◆ **Excerpted text**:
=====

An hour a day is a massive commitment for most people with lives (work, family etc.) You can get very meaningful progress in drawing with much less. Don’t be discouraged from starting.
> An hour a day is a massive commitment for most people with lives (work, family etc.) You can get very meaningful progress in drawing with much less. Don’t be discouraged from starting.
I use a cheap toy[1] I got for my kid, who got tired of it. It stays next to my keyboard and I doodle drawing exercises whenever I get tired of typing.
A minute here, a minute there, and next thing I know I've completed quite a few of the exercises (about 30m/day, if all the individual minutes are added up).
Works very well, and enforces drawing from the shoulder and not the wrist.
Nice. For anyone getting an LCD tablet for drawing, look for one like the link above where the drawing area is all one color. My kids have one with a rainbow gradient, which I find annoying -- especially because the darkest/lowest contrast color goes right across the middle in the prime drawing area!
even doing < 5 min a day of learning a new language sees results in a year. drawing probably has a higher startup cost to get into things but i'd expect 10min to be sufficient.

=====

◆ **Extracted data**:
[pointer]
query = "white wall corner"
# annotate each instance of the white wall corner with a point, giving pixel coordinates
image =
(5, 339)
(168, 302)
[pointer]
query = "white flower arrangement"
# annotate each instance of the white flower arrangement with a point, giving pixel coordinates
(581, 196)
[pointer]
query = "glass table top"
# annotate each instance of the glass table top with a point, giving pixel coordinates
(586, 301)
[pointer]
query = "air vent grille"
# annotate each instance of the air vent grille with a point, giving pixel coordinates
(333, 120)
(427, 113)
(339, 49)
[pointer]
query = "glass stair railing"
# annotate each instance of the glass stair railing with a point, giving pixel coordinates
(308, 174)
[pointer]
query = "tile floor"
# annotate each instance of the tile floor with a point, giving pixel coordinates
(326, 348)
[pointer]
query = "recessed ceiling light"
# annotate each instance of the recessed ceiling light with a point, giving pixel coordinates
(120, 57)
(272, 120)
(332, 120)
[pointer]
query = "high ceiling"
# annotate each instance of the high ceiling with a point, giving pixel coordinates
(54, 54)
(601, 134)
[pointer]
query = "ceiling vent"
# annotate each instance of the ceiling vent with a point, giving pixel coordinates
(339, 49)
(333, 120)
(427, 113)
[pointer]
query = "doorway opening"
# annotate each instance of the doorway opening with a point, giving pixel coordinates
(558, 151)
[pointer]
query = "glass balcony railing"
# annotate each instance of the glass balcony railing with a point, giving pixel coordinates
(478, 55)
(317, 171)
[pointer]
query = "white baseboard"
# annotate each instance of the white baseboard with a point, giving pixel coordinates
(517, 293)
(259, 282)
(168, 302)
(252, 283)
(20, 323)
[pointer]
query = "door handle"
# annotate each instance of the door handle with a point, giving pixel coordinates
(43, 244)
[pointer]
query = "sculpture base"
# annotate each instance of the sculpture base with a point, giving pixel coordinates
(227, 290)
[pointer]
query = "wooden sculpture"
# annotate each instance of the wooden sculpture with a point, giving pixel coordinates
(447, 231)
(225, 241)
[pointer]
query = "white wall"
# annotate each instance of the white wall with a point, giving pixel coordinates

=====

◆ **What you are asked to do**: Transcribe the discussion about practicing drawing from "I use a cheap" up to and including "are added up).". Answer using only the discussion about practicing drawing.

◆ **Solution**:
I use a cheap toy[1] I got for my kid, who got tired of it. It stays next to my keyboard and I doodle drawing exercises whenever I get tired of typing.
A minute here, a minute there, and next thing I know I've completed quite a few of the exercises (about 30m/day, if all the individual minutes are added up).